Reproduce the following lines word for word, leaving out the pictures.

++++ DATA ++++

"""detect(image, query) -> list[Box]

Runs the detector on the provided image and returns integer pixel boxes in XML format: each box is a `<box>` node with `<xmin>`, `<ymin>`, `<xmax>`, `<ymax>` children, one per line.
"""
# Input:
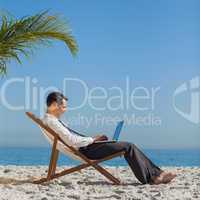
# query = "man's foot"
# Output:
<box><xmin>151</xmin><ymin>172</ymin><xmax>176</xmax><ymax>185</ymax></box>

++++

> **ANSWER**
"""detect(image, query) -> list[Box]

Runs the detector on the provided image and returns integer pixel boxes in XML format: each box is a `<box>` node with `<xmin>`, `<ymin>`, `<xmax>`, `<ymax>` children, one per line.
"""
# Input:
# query = "man's foot"
# Output:
<box><xmin>151</xmin><ymin>172</ymin><xmax>176</xmax><ymax>185</ymax></box>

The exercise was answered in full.